TASK PROMPT:
Rewrite the entries below with every occurrence of "outline" replaced by "boundary", changing nothing else, and omit the pictures from your answer.

═══ DATA LISTING ═══

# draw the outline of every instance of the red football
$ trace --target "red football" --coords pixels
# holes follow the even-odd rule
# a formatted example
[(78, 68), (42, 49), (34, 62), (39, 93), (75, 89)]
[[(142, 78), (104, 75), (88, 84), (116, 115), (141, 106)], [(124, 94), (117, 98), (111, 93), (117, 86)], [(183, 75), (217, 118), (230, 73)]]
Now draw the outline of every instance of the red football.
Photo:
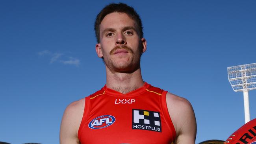
[(232, 134), (225, 144), (256, 144), (256, 118), (243, 126)]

═══

THE COMPLETED TASK:
# draw the boundary of every instance of the red football
$ trace --target "red football" --coords pixels
# holes follow the even-odd rule
# a formatted example
[(78, 68), (42, 49), (34, 62), (39, 93), (75, 89)]
[[(142, 78), (104, 75), (88, 84), (116, 115), (141, 106)], [(124, 94), (117, 98), (111, 93), (117, 86)], [(183, 75), (217, 118), (230, 73)]]
Now draw the boundary of every instance of the red football.
Photo:
[(232, 134), (225, 144), (256, 144), (256, 118), (243, 126)]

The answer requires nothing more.